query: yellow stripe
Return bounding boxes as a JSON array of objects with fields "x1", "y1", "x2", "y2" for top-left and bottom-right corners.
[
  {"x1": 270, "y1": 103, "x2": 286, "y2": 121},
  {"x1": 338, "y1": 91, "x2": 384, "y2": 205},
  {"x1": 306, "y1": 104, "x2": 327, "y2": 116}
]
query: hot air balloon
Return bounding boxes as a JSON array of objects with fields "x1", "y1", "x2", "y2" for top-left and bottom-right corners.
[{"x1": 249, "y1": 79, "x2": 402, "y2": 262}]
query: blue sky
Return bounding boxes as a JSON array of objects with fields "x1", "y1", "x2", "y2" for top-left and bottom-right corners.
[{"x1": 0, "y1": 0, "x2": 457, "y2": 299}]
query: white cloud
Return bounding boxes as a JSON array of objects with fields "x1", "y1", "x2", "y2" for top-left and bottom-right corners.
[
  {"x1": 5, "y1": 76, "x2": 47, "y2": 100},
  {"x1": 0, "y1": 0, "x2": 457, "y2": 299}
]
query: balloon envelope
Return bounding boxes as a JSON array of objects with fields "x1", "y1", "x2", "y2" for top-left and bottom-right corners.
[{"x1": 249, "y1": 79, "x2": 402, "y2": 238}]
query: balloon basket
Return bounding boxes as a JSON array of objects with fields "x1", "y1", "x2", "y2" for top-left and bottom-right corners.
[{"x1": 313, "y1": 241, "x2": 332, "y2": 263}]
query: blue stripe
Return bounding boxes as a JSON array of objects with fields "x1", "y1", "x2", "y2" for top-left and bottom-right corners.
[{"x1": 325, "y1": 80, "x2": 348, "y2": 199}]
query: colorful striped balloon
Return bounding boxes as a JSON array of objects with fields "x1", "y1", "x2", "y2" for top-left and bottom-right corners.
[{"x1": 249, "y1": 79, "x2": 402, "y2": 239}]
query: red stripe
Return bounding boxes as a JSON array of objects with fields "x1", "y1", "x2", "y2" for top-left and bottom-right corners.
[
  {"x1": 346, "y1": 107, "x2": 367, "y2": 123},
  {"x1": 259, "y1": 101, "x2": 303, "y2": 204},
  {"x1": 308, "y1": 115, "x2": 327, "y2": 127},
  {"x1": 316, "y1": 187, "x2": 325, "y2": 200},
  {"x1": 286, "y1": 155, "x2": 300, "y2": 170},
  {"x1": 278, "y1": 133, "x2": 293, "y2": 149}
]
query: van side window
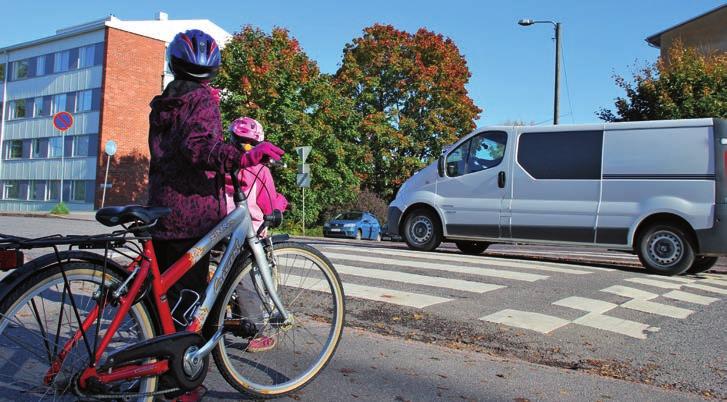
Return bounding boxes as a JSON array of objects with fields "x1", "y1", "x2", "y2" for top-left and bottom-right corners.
[
  {"x1": 446, "y1": 139, "x2": 472, "y2": 177},
  {"x1": 517, "y1": 131, "x2": 603, "y2": 180},
  {"x1": 467, "y1": 131, "x2": 507, "y2": 173}
]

.....

Stated goal: Copy all of the data above word for word, but leave out the pictures.

Completed exercise:
query: yellow stripe
Return bounding boxes as a JSON array of objects with fields "x1", "y1", "x2", "y2" for top-left and bottom-right corners.
[
  {"x1": 270, "y1": 103, "x2": 286, "y2": 121},
  {"x1": 338, "y1": 91, "x2": 384, "y2": 205},
  {"x1": 306, "y1": 104, "x2": 327, "y2": 116}
]
query: hot air balloon
Return bounding boxes as a JSON array of objects with fields "x1", "y1", "x2", "y2" for top-left and bottom-right corners.
[{"x1": 249, "y1": 79, "x2": 402, "y2": 262}]
query: blue sky
Return bounding boxes as a JSON array of objects with fields "x1", "y1", "x2", "y2" for top-left and bottom-right corners.
[{"x1": 0, "y1": 0, "x2": 457, "y2": 299}]
query: white cloud
Return bounding boxes as a JSON array of objects with fields "x1", "y1", "x2", "y2" for top-left and bottom-right corners.
[
  {"x1": 5, "y1": 76, "x2": 47, "y2": 100},
  {"x1": 0, "y1": 0, "x2": 457, "y2": 299}
]
query: balloon envelope
Return bounding boxes as a JSON array of objects with fields "x1", "y1", "x2", "y2" for top-left and bottom-right corners.
[{"x1": 249, "y1": 79, "x2": 402, "y2": 238}]
query: balloon basket
Return bounding boxes as a JSON array of objects with fields "x1", "y1", "x2", "y2" for top-left and bottom-right corners.
[{"x1": 313, "y1": 241, "x2": 332, "y2": 263}]
query: blue stripe
Return bounding boxes as a JSON array of objects with fields "x1", "y1", "x2", "y2" for top-left and bottom-right corners.
[{"x1": 325, "y1": 80, "x2": 348, "y2": 199}]
query: colorful striped balloon
Return bounding boxes as a JSON array of objects with fields "x1", "y1", "x2", "y2" for top-left and bottom-right corners.
[{"x1": 249, "y1": 79, "x2": 402, "y2": 239}]
query: red stripe
Return bounding boxes as a JSON array of objects with fields "x1", "y1", "x2", "y2" for top-left and bottom-right corners.
[
  {"x1": 346, "y1": 107, "x2": 367, "y2": 123},
  {"x1": 259, "y1": 101, "x2": 303, "y2": 204},
  {"x1": 308, "y1": 115, "x2": 327, "y2": 127},
  {"x1": 316, "y1": 187, "x2": 325, "y2": 200},
  {"x1": 286, "y1": 155, "x2": 300, "y2": 170},
  {"x1": 278, "y1": 133, "x2": 293, "y2": 149}
]
query: van side window
Return bounding boxes as a JSON array of objects with fields "x1", "y1", "x2", "y2" for top-left and bottom-right corners.
[
  {"x1": 446, "y1": 139, "x2": 472, "y2": 177},
  {"x1": 517, "y1": 131, "x2": 603, "y2": 180},
  {"x1": 467, "y1": 131, "x2": 507, "y2": 173}
]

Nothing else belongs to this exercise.